Rewrite every line of the records below as a numbered list, leaving out any blank lines.

----- Data for this task -----

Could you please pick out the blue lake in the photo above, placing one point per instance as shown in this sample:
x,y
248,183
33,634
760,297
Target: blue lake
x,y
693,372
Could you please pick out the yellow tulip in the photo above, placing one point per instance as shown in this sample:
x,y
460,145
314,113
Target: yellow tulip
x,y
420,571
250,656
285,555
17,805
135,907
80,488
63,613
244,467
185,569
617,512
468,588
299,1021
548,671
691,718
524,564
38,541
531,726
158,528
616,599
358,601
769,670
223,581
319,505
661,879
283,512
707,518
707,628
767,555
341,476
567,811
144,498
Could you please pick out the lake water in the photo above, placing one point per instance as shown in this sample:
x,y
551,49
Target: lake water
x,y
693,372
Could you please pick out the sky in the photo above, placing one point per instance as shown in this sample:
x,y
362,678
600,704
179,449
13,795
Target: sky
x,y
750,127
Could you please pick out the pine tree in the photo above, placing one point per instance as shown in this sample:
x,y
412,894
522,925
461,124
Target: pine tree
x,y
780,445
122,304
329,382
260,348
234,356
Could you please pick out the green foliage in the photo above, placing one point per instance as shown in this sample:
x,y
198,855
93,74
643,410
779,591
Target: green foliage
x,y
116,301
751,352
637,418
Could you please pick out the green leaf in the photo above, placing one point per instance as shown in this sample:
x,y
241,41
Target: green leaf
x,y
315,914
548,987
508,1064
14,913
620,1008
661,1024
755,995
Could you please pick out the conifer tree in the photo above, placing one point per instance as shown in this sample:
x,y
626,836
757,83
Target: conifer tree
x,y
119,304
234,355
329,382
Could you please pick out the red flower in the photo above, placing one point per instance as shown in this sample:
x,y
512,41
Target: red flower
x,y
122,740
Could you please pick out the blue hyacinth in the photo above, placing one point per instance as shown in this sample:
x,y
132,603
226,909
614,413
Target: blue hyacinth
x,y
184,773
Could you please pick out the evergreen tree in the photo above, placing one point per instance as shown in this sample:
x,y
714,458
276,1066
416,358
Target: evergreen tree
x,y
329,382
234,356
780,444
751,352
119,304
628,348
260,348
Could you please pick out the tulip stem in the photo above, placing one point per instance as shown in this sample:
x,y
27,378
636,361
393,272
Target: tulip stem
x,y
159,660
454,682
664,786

-----

Written solution:
1. Could you please pick out the blue lake in the photo above, placing one point per instance as shown in this sample:
2. x,y
3. 248,183
4. 33,634
5. 760,297
6. Target: blue lake
7. x,y
8. 693,372
9. Could you please pick out the yellow tulip in the photo above, placing one point per instance as shown in this sample:
10. x,y
11. 460,145
12. 314,113
13. Target: yellow tulip
14. x,y
15. 420,571
16. 250,656
17. 285,555
18. 17,805
19. 135,907
20. 80,488
21. 63,613
22. 244,467
23. 185,569
24. 617,512
25. 468,588
26. 299,1021
27. 548,671
28. 691,718
29. 524,564
30. 38,541
31. 531,726
32. 158,528
33. 616,599
34. 358,601
35. 769,670
36. 223,581
37. 319,505
38. 661,879
39. 283,512
40. 707,518
41. 707,628
42. 767,555
43. 341,476
44. 567,811
45. 144,498
46. Could you please pick out the lake water in the photo above, placing one point per instance as shown in this sample:
47. x,y
48. 551,49
49. Target: lake water
50. x,y
51. 693,372
52. Could you please pick out the sky in the photo above, placing one point per instance as shown in this sample:
53. x,y
54. 362,678
55. 600,704
56. 179,449
57. 13,795
58. Target: sky
59. x,y
60. 750,127
61. Could you please pick out the pine tree in the photo above, placing one point per instance as shown in this sample:
62. x,y
63. 412,894
64. 522,925
65. 461,124
66. Target: pine tree
67. x,y
68. 780,445
69. 122,304
70. 329,382
71. 260,348
72. 234,356
73. Could you please pick out the green foliage in the photo above, placing one point per instance as shown in this sample:
74. x,y
75. 198,855
76. 93,74
77. 643,410
78. 779,591
79. Target: green foliage
80. x,y
81. 116,301
82. 751,352
83. 637,418
84. Could you please pick out the green leaf in the photo above, placing one point per instance as shown in this sample:
85. x,y
86. 241,41
87. Target: green leaf
88. x,y
89. 315,914
90. 548,987
91. 508,1064
92. 14,913
93. 620,1008
94. 661,1024
95. 755,995
96. Could you please pick out the conifer tree in the photo above, placing one point per instance as shown in this sample:
97. x,y
98. 626,836
99. 757,83
100. Target: conifer tree
101. x,y
102. 119,304
103. 234,355
104. 329,382
105. Could you please pick out the red flower in the photo above, placing one point per instance as shown in this sample:
106. x,y
107. 512,41
108. Target: red flower
109. x,y
110. 122,740
111. Could you please pick out the blue hyacinth in the photo above, placing one point per instance as shown in this sample:
112. x,y
113. 132,603
114. 226,909
115. 614,413
116. Target: blue hyacinth
117. x,y
118. 184,773
119. Could you please pick out the evergreen tree in the photo above, placing one point per instance as shown in this sample:
120. x,y
121. 714,458
122. 276,1066
123. 416,358
124. Target: evergreen tree
125. x,y
126. 329,382
127. 234,356
128. 780,444
129. 751,352
130. 119,304
131. 628,348
132. 260,348
133. Could you please pick out the tulip stem in the photo above, placing one point per instance as shown in this sample:
134. x,y
135. 27,378
136. 636,361
137. 393,272
138. Target: tulip stem
139. x,y
140. 159,660
141. 454,682
142. 664,786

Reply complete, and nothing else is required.